### Task to carry out
Repeat the stretch of rows below from the line containing "Where can the baby's mouth be found here?" through the line containing "[[138, 378]]", both included, reproducing those lines unchanged and nothing else.

### Data shown

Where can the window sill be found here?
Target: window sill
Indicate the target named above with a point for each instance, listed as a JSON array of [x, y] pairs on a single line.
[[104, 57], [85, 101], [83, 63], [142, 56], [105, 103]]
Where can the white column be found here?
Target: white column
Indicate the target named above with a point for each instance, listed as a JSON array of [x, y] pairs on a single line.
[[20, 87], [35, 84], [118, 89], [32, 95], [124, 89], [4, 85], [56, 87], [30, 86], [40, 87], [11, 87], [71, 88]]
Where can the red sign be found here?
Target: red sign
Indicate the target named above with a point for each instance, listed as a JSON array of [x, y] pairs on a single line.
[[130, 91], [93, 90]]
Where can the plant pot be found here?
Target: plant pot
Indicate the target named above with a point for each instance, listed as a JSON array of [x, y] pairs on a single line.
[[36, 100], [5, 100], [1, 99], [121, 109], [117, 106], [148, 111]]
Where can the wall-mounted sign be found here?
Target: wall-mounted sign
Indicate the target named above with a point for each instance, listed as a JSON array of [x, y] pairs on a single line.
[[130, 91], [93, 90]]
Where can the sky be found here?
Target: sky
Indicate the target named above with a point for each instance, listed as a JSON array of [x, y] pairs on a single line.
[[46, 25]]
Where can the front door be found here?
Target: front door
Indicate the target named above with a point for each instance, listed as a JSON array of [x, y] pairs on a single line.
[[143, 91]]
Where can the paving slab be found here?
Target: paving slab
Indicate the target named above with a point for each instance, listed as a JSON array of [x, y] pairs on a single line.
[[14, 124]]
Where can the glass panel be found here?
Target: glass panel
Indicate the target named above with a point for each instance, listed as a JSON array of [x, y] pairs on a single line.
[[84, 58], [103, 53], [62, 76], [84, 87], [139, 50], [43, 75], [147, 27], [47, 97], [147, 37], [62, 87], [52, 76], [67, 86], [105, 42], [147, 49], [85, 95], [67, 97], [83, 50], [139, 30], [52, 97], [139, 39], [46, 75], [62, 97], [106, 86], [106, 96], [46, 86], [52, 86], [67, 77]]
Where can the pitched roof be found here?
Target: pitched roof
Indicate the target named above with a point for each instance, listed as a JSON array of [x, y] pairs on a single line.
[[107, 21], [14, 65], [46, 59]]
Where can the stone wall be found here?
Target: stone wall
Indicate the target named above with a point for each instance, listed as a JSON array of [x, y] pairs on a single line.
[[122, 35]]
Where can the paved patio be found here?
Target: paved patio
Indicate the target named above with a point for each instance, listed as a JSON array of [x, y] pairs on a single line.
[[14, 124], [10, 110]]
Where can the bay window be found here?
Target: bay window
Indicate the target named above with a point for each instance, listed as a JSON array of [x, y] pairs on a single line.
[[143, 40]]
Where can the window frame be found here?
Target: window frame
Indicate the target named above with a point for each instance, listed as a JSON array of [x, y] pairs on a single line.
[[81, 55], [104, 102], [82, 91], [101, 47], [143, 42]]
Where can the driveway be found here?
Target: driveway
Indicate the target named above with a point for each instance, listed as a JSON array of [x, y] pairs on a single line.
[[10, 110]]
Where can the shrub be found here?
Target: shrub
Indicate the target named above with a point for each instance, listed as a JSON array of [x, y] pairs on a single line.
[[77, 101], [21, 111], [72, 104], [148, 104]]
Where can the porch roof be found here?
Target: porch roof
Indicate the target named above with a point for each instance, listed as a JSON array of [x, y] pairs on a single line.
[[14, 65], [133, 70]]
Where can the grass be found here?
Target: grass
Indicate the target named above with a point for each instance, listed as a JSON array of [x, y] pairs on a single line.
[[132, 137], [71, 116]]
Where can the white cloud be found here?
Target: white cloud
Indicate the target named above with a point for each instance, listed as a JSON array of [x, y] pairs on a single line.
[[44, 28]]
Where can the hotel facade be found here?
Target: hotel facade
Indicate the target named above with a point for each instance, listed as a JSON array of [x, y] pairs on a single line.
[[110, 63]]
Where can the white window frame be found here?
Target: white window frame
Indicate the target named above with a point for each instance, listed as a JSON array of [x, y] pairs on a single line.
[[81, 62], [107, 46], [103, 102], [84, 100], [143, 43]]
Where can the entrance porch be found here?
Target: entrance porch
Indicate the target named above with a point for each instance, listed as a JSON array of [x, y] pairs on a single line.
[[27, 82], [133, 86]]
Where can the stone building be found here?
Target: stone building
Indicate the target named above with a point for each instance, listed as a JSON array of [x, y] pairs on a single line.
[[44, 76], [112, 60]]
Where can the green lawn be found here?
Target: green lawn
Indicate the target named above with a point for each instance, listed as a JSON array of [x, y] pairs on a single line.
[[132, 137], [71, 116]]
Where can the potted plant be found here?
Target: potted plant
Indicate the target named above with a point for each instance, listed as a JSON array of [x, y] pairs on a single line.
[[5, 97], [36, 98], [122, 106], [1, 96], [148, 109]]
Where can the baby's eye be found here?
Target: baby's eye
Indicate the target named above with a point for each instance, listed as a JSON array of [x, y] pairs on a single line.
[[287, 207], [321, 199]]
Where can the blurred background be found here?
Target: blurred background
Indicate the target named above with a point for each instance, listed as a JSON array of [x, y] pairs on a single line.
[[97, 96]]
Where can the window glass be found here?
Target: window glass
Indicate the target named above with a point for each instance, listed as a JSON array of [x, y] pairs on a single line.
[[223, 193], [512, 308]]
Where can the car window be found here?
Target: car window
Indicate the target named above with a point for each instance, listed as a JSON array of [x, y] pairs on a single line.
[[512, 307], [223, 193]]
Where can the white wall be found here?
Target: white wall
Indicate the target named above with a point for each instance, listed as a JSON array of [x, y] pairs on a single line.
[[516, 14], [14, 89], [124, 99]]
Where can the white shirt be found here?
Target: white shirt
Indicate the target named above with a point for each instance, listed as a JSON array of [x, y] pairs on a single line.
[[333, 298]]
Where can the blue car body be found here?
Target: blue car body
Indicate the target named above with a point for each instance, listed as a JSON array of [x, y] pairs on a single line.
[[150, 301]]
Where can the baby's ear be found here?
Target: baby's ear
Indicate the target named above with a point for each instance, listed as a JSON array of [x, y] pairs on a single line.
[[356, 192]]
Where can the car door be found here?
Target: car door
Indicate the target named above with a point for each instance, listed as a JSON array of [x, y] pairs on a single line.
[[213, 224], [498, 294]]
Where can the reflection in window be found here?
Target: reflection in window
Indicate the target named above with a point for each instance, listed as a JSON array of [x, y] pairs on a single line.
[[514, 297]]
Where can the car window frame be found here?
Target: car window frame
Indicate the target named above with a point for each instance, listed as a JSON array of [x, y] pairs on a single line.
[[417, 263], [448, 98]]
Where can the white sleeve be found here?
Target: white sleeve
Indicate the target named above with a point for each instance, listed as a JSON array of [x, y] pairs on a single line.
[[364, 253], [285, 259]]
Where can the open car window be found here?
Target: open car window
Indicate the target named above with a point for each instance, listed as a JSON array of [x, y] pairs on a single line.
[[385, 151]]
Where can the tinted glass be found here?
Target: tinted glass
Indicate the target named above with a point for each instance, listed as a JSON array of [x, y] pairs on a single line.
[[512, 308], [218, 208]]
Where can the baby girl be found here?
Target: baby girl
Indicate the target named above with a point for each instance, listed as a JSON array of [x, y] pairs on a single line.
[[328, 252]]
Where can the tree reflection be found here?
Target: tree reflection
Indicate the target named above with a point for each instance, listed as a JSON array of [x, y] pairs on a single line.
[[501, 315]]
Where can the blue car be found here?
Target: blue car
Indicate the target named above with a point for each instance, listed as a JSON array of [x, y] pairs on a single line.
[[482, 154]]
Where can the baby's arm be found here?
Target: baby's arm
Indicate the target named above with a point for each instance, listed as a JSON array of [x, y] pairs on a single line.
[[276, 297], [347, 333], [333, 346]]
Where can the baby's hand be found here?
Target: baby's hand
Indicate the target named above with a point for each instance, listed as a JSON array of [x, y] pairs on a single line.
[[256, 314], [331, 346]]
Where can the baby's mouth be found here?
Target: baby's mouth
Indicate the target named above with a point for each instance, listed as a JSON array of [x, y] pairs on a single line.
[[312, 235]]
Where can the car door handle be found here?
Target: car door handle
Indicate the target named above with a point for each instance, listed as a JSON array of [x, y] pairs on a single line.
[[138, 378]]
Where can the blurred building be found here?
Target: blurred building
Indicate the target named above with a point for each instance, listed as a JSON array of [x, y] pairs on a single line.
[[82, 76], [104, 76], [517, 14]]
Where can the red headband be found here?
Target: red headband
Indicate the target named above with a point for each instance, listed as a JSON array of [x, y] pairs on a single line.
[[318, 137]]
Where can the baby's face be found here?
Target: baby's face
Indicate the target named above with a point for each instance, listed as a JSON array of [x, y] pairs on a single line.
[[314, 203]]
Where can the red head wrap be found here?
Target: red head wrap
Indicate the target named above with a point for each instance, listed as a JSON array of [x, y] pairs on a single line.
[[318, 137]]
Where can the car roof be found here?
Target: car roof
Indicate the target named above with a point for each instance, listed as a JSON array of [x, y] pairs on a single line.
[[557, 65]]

### Solution to the problem
Where can the baby's mouth be found here?
Target: baby's mouth
Indicate the target named above with a point for each instance, listed as a JSON array of [x, y] pairs on a single line.
[[312, 235]]
Where can the car door handle be found here?
Target: car door handle
Indicate the target named above with a point for each instance, listed as a JSON array of [x, y] pairs on a single line.
[[138, 378]]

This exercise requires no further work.